[Referring expression data]
Segment Open
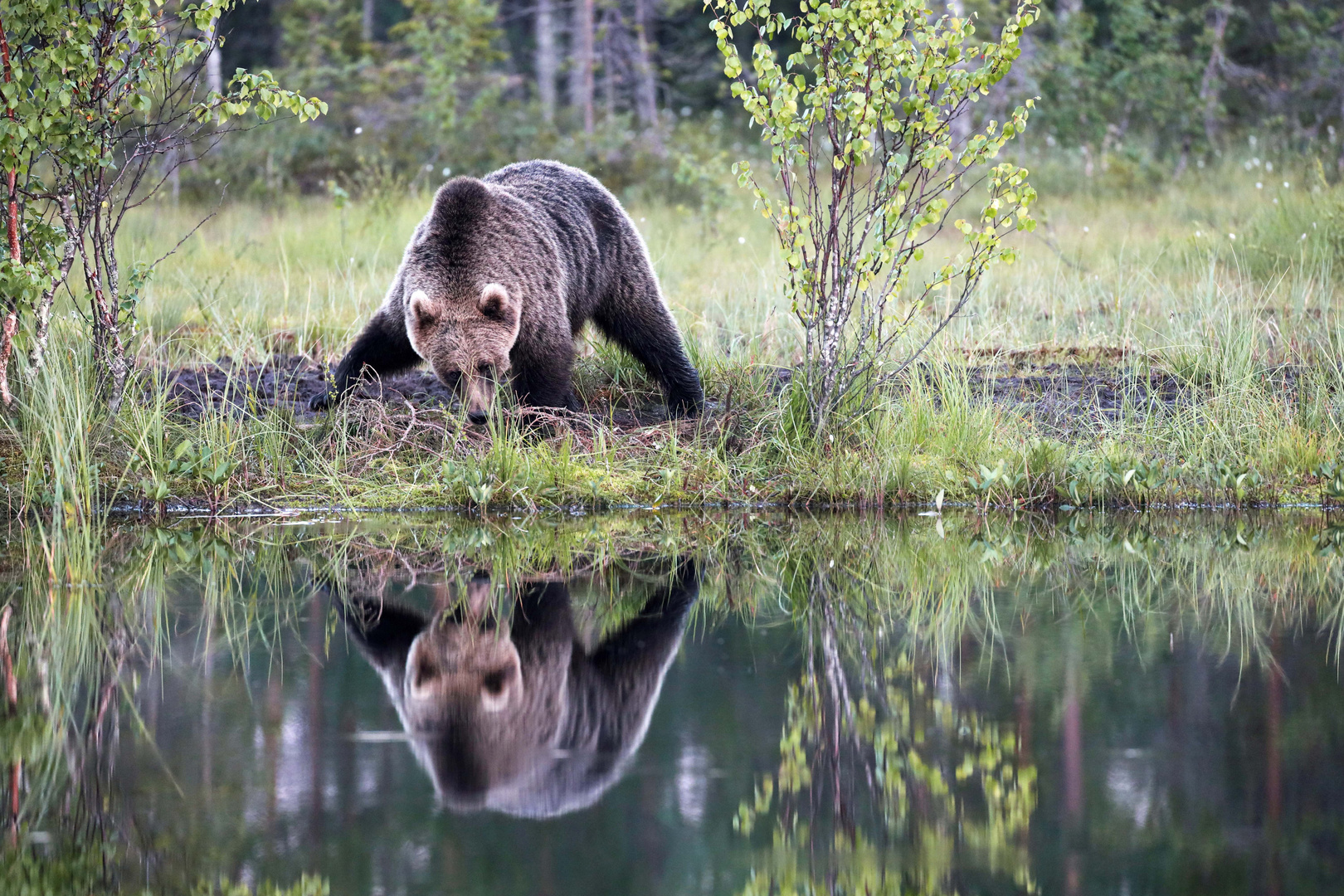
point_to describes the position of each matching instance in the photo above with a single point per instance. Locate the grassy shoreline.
(1215, 360)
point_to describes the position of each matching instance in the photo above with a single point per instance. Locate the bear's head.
(466, 338)
(459, 317)
(463, 665)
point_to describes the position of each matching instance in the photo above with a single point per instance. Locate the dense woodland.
(1142, 86)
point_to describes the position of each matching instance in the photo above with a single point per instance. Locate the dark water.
(676, 705)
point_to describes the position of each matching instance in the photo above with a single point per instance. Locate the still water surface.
(693, 705)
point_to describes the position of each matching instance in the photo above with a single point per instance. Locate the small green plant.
(1331, 473)
(1238, 483)
(480, 485)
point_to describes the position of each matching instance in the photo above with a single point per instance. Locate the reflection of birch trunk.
(1273, 759)
(11, 688)
(1073, 733)
(316, 631)
(207, 711)
(546, 65)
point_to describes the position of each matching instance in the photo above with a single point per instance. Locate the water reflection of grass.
(99, 605)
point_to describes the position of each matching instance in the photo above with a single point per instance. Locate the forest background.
(1133, 91)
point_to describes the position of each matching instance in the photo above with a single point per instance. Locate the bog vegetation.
(1168, 331)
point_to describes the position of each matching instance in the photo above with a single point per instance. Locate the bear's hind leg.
(637, 320)
(382, 348)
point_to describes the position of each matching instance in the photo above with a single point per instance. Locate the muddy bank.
(290, 382)
(1066, 399)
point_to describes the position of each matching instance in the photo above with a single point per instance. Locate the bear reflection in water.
(515, 715)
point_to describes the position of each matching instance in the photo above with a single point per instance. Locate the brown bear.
(515, 715)
(499, 280)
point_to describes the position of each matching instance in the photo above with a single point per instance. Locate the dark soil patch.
(1068, 399)
(290, 382)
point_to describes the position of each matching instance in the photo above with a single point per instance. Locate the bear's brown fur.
(499, 280)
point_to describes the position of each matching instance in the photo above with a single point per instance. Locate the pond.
(739, 703)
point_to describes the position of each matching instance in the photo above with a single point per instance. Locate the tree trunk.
(581, 74)
(1209, 88)
(645, 82)
(546, 58)
(366, 22)
(214, 75)
(11, 316)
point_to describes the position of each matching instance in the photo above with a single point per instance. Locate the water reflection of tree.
(93, 613)
(888, 782)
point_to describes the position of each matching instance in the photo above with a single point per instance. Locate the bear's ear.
(498, 304)
(422, 310)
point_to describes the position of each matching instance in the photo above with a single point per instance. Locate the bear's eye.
(494, 683)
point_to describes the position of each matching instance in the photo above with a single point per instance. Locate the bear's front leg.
(382, 348)
(543, 379)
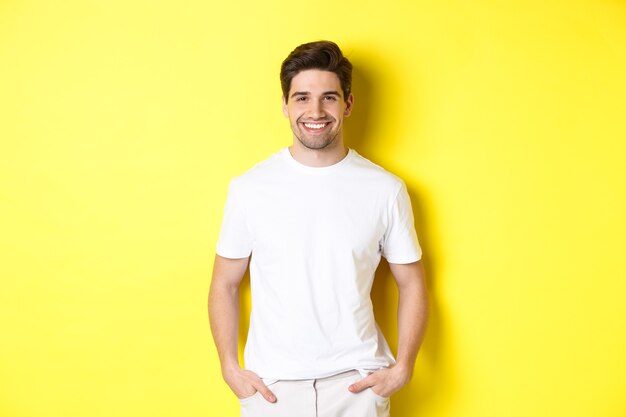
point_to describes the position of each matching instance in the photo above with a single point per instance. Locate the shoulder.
Segment Closed
What to do ▸ Could the entries be output exactly as written, but without their images?

Solved exercise ▸
point_to describes the position of each matching instance in the photo above with a single point per instance. Locate the grassy shoreline.
(1215, 360)
point_to describes the position of each matching instance in the photo above with a single point per instance. Locate the bear's head.
(466, 338)
(459, 317)
(463, 665)
point_to describes the position of each matching instance in the photo above with a single point per instance. Locate the dense woodland.
(1142, 86)
point_to describes the position of each matching instance in the photo above with a single point per instance. Locate the dark water.
(676, 705)
point_to describes the position of each matching instance in the photo above with a single point per instance. Locate the still water surface.
(693, 705)
point_to describes the position of each matching instance in the photo above with a single point per instance. Locate the small green plant.
(1331, 473)
(1238, 483)
(480, 485)
point_to describes the position of each matching instance in the photo above with a single point per instance. Locate the reflection of birch trunk.
(1273, 759)
(11, 688)
(1073, 733)
(316, 631)
(207, 711)
(546, 65)
point_to describes the position of each matching instance in the photo above with a single point per instance. Locate the water reflection of grass.
(99, 605)
point_to describes the position of each matching instance in the photo above with a single point per instance. Locate the forest background.
(1133, 91)
point_to describes the position of each matching instance in the photo above with a single point per instance. Locate the bog vegetation.
(1168, 331)
point_to describes the position of each matching instance in the photo above with a single point per instance. Locate the bear's hind leg.
(637, 320)
(382, 348)
point_to describes the position of each matching instance in the photo above with a single point per instance. Locate the muddy bank.
(290, 382)
(1066, 399)
point_to describes the position of each matching instance in the photo above with a single point per instance. Locate the bear reflection in water.
(515, 715)
point_to describes the position of each matching instance in the photo above with a single point per instance. Locate the brown bear.
(515, 715)
(499, 280)
point_to describes the position of each matching instance in the photo above with a single point per instance. Locate the dark soil patch.
(1068, 399)
(290, 382)
point_to describes the position of each matching instance in the photo above with a single point per instance. Locate the bear's brown fur.
(499, 280)
point_to describes the position of each matching instance in the photo above with a single point per instance. Locate the pond.
(739, 703)
point_to describes the position of each matching instance in the photo above with a single point per instance. Locate the tree trunk.
(581, 74)
(1209, 88)
(645, 82)
(546, 58)
(366, 22)
(214, 75)
(11, 316)
point_to describes the position of each matching instance in the photo above with a single point per instance. Locate the water reflection of tree.
(93, 613)
(888, 782)
point_to describes the position of each matching instance in the photo above with a single point per instance. Locate the bear's ear.
(498, 304)
(422, 310)
point_to describes the position of each matching instance in the photo above with a single point per instance. Locate the bear's eye.
(494, 683)
point_to describes the position of each matching instance in the photo above with a single point per instance. Locate the bear's front leg.
(382, 348)
(543, 379)
point_to describes the position of each matching instance in the photo above with a single point per instance. Locate the shoulder.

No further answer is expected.